■ Tâches proposées ■
• A. Recopiez sans modification le passage du jugement ci-dessous qui commence par « [1]               La Section » et se termine par « la présente demande. ».
• B. D'après le jugement reproduit plus bas, quelle instance a rejeté la demande d'asile de M. Fabijan ?
• C. Traduisez en anglais cette phrase du jugement : « Deuxièmement, aucun des problèmes qui sont maintenant invoqués n'avait été signalé à la police. »

■ Texte fourni ■
============================================================

Dossier : IMM-1371-14

Référence : 2015 CF 825

[TRADUCTION FRANÇAISE CERTIFIÉE, NON RÉVISÉE]

Ottawa (Ontario), le 6 juillet 2015

En présence de monsieur le juge Zinn

ENTRE :

ZSOLT FABIJAN

demandeur

et

LE MINISTRE DE LA CITOYENNETÉ ET DE L’IMMIGRATION

défendeur

JUGEMENT ET MOTIFS

[1]               La Section de la protection des réfugiés [la SPR] a rejeté la demande d’asile de M. Fabijan parce qu’elle a conclu qu’il n’avait pas réfuté la présomption de la protection de l’État. La question de savoir si cette évaluation est raisonnable est la seule question en litige dans la présente demande.

[2]               Monsieur Fabijan est citoyen de la Serbie. Il a fondé sa demande d’asile sur des allégations de discrimination et de persécution dont il aurait été victime en Serbie en raison de ses origines hongroises.

[3]               Il a témoigné qu’il était constamment intimidé par un garçon de son voisinage et ses amis et qu’il craignait d’être toujours victime d’agressions s’il était renvoyé en Serbie. Il ne s’est jamais adressé à la police pour signaler ces agressions et a témoigné qu’il ne croyait pas que la police lui aurait porté assistance s’il lui avait signalé les incidents et demandé son aide.

[4]               Même si la SPR a relevé certaines incohérences dans la preuve de M. Fabijan, elle l’a jugé crédible dans son témoignage de vive voix et a conclu qu’il n’avait ni embelli ni exagéré les faits quand cela aurait pu renforcer sa demande.

[5]               La question déterminante est la conclusion selon laquelle M. Fabijan n’a pas réussi à réfuter la présomption de protection de l’État; cette conclusion a été tirée à la lumière des conclusions qui suivent. Premièrement, la Serbie est une démocratie pleinement fonctionnelle dont les institutions étatiques ne se sont pas effondrées; le fardeau qui incombait à M. Fabijan de réfuter la présomption de protection de l’État est donc lourd. Il a également été précisé qu’il y existe une magistrature indépendante, quoique vulnérable à la corruption et à l’ingérence politique. Deuxièmement, aucun des problèmes qui sont maintenant invoqués n’avait été signalé à la police. Troisièmement, la police fait activement enquête au sujet des tensions interethniques dans la région de Vojvodine. Enfin, la documentation sur la situation au pays indique que même si la protection des minorités n’y est pas parfaite, une certaine protection est offerte aux minorités depuis la création de conseils nationaux des minorités, la mise sur pied de services d’écoute téléphonique pour signaler les atteintes aux droits de la personne des groupes minoritaires, l’édiction de lois antidiscriminatoires et la nomination d’un ombudsman.

============================================================

Lignes d'un jeu de données de pointage

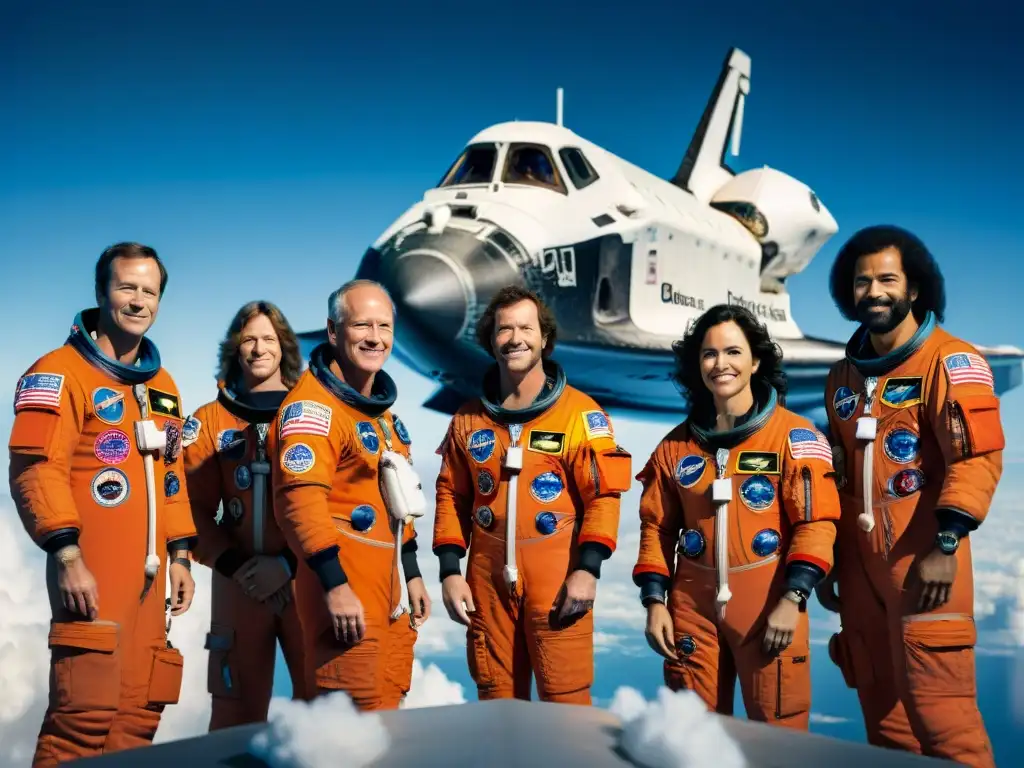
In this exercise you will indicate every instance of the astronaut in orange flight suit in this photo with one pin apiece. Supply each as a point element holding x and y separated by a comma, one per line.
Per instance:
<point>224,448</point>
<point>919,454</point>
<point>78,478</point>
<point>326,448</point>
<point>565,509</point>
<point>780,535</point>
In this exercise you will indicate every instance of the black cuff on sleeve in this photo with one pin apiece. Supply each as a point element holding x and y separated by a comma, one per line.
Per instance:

============================================================

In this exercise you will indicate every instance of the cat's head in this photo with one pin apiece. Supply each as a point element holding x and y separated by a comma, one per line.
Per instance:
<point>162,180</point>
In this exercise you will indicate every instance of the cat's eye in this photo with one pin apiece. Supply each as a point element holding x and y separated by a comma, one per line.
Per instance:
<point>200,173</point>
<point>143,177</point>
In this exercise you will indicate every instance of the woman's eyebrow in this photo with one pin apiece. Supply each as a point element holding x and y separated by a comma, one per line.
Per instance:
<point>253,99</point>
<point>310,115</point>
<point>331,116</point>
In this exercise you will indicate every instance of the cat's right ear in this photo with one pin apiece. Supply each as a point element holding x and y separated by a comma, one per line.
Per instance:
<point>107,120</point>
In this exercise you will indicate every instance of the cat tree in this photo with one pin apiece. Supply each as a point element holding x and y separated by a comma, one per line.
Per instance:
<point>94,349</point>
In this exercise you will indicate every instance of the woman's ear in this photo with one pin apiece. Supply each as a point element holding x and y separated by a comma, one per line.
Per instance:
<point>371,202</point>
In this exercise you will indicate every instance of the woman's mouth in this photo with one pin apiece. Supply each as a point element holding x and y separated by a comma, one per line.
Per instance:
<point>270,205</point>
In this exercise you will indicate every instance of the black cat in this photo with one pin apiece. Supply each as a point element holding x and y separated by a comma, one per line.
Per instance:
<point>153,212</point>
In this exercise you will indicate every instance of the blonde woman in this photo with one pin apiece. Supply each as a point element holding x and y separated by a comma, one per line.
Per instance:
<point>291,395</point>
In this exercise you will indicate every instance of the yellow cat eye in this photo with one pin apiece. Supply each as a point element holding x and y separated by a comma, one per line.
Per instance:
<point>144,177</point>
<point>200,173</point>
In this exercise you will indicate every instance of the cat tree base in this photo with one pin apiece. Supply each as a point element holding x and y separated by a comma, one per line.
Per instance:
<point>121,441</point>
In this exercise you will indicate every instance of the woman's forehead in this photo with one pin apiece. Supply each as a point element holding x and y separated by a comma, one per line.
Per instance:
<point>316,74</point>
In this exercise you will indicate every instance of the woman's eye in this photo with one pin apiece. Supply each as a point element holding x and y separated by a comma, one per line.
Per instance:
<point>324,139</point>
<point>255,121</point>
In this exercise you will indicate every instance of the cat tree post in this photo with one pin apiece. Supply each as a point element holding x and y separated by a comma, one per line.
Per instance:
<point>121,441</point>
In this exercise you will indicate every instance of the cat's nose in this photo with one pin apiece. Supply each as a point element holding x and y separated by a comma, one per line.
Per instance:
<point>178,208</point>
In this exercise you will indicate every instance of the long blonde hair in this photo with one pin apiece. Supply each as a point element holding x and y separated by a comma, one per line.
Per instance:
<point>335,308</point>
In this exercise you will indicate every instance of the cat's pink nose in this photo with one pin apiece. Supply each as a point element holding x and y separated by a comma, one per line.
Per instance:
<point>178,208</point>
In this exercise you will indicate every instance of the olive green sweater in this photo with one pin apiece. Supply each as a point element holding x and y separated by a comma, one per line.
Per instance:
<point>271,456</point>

============================================================

■ Réponses aux tâches ■
• A.
[1]               La Section de la protection des réfugiés [la SPR] a rejeté la demande d’asile de M. Fabijan parce qu’elle a conclu qu’il n’avait pas réfuté la présomption de la protection de l’État. La question de savoir si cette évaluation est raisonnable est la seule question en litige dans la présente demande.

• B. La Section de la protection des réfugiés (SPR).

• C. Second, none of the problems now being raised had been reported to the police.